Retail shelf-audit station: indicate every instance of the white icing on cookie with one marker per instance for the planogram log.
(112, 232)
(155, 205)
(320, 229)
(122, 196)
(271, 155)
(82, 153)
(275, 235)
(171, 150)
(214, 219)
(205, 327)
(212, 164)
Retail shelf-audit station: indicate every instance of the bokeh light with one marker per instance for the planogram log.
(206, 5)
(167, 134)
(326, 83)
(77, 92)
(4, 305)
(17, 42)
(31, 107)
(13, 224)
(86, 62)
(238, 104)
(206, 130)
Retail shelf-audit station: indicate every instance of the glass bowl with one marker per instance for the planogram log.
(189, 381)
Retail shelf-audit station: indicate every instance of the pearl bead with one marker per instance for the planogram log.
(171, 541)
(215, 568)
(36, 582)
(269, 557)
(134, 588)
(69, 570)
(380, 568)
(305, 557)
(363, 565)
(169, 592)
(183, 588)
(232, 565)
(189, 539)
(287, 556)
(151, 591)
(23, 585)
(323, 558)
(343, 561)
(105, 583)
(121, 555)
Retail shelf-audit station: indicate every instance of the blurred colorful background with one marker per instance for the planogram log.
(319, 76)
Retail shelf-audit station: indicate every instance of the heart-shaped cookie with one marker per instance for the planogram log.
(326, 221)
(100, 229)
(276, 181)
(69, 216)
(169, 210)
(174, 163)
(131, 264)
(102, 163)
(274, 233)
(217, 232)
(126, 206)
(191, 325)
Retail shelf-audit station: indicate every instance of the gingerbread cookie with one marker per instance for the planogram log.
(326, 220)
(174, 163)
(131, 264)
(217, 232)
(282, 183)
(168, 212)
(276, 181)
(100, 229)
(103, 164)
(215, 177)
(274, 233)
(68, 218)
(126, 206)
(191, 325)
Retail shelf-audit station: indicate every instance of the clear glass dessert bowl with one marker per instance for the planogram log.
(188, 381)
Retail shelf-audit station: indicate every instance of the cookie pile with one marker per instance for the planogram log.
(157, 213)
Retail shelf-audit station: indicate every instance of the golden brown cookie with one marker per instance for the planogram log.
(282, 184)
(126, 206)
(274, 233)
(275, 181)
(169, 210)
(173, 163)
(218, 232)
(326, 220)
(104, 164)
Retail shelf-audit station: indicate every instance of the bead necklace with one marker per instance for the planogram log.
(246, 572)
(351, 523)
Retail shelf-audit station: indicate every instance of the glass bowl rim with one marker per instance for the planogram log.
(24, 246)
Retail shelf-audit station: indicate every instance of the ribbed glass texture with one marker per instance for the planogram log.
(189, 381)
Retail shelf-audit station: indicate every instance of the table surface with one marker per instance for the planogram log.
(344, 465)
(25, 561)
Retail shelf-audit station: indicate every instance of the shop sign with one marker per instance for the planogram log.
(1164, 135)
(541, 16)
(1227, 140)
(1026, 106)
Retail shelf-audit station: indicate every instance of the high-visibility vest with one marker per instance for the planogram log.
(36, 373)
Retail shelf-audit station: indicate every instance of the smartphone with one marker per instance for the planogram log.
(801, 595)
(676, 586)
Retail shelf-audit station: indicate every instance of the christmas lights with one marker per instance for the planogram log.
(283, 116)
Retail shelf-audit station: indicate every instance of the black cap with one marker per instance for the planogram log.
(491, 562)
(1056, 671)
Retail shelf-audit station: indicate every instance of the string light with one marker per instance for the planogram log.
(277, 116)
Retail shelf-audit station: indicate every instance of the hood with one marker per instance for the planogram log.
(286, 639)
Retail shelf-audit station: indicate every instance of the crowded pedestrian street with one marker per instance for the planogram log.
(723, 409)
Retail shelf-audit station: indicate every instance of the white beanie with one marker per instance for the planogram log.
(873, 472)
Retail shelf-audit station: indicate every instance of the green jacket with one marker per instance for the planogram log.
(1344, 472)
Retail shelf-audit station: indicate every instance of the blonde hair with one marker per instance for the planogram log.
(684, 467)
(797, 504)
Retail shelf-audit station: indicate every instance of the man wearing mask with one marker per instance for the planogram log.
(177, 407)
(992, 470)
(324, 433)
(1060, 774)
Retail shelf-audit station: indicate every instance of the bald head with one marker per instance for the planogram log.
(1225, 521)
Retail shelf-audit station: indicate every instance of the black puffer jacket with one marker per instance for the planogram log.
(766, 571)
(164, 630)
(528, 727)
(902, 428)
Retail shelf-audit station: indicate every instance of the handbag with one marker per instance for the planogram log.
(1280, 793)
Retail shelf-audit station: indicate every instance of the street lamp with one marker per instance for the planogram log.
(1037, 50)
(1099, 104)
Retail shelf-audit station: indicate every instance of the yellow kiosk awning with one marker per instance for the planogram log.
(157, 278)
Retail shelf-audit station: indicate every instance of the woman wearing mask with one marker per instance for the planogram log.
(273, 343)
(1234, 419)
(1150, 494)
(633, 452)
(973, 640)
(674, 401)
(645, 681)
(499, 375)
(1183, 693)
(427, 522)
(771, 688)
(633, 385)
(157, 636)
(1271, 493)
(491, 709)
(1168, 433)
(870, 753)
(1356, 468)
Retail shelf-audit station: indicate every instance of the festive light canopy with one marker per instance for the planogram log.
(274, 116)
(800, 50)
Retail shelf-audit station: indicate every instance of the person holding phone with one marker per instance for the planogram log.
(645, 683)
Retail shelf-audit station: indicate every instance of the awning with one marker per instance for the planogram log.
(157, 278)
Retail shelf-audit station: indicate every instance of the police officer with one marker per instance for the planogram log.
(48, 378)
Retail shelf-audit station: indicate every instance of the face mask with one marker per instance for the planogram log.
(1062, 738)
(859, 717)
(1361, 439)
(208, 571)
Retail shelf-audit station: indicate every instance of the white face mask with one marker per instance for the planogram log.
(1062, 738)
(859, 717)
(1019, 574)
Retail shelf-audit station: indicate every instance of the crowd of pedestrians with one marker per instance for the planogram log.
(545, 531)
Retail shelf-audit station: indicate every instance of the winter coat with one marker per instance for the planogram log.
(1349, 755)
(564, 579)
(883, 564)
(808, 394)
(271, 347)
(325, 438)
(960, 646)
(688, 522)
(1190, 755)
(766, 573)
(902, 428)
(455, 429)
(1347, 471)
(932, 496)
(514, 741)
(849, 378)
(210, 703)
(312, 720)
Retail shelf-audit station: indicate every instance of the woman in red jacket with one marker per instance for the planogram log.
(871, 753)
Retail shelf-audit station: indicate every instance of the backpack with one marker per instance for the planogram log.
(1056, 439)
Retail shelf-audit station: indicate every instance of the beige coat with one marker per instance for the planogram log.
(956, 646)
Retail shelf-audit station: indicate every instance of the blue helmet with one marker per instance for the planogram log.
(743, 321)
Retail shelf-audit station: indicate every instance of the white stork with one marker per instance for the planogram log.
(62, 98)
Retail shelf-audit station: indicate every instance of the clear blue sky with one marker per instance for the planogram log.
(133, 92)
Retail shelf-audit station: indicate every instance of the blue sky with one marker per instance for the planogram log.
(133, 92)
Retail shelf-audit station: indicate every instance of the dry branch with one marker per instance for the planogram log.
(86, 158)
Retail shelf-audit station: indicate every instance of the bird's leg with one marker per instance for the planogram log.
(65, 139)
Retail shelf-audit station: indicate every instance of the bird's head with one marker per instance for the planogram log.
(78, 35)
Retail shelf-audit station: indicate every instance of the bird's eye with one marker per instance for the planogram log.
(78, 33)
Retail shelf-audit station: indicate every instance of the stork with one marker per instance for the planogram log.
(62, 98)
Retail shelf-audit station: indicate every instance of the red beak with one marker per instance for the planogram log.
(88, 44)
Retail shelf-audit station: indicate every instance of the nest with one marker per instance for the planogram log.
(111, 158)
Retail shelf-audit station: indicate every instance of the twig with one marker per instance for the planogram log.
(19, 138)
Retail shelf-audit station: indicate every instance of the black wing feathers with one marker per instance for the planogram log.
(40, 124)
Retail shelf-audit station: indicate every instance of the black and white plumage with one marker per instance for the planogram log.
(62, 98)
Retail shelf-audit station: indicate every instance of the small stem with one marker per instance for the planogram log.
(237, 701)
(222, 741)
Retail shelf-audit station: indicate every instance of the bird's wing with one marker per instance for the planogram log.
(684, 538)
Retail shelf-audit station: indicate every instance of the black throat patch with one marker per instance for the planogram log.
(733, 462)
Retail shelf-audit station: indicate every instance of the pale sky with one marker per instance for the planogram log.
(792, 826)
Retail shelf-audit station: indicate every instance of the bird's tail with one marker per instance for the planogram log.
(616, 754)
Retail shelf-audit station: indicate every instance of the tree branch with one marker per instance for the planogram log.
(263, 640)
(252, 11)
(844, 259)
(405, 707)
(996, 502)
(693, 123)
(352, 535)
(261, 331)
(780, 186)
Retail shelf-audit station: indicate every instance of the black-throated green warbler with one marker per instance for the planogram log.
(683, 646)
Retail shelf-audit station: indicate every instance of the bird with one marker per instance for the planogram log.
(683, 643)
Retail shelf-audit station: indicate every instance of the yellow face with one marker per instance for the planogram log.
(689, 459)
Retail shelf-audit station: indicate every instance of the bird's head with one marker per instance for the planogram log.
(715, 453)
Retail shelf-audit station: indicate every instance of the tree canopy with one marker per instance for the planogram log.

-- -- --

Given exercise: Change "planogram log" to "audit report" in the lines from the one holding "the bird's tail" through the last line, inclusive, and give only those lines back with nothing else altered.

Worked answer:
Retail shelf-audit station: indicate every instance of the bird's tail with one marker per instance for the audit report.
(616, 754)
Retail shelf-audit station: indicate every instance of the tree branch with one marker per instance for the audit report.
(263, 640)
(252, 11)
(844, 259)
(405, 707)
(996, 502)
(693, 123)
(352, 535)
(261, 331)
(780, 186)
Retail shelf-audit station: indicate every instance of the black-throated green warbler with one marker per instance for the audit report.
(683, 646)
Retail shelf-audit station: indicate every instance of the bird with one marker per instance for the audit report.
(683, 643)
Retail shelf-audit station: indicate every instance of the yellow face with one marker per instance for the audit report.
(689, 459)
Retail shelf-audit station: indicate every instance of the bird's head with one marker per instance for the audit report.
(715, 453)
Retail shelf-audit station: indicate every instance of the tree canopy with one marker per instance for the audit report.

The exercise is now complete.